Word for word and without images, transcribe all of the records.

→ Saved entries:
····················

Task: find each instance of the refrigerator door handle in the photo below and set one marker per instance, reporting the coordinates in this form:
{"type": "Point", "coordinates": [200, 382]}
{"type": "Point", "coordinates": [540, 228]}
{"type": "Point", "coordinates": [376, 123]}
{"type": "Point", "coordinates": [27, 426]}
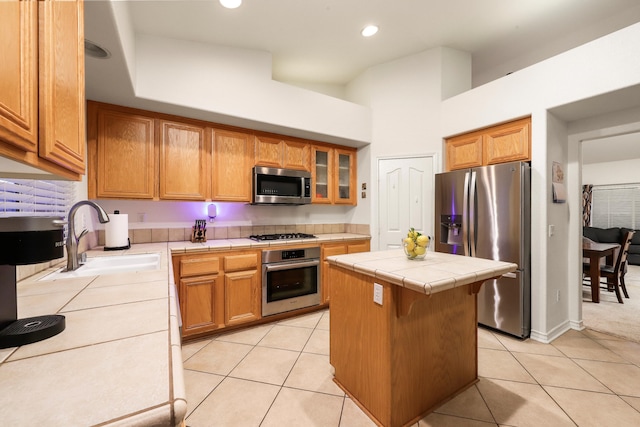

····················

→ RESPONSE AREA:
Task: find each instance of the refrigerator door handle in the photo below and set one marker per instance, reporting the coordinates in this form:
{"type": "Point", "coordinates": [200, 382]}
{"type": "Point", "coordinates": [540, 228]}
{"type": "Point", "coordinates": [376, 123]}
{"type": "Point", "coordinates": [27, 426]}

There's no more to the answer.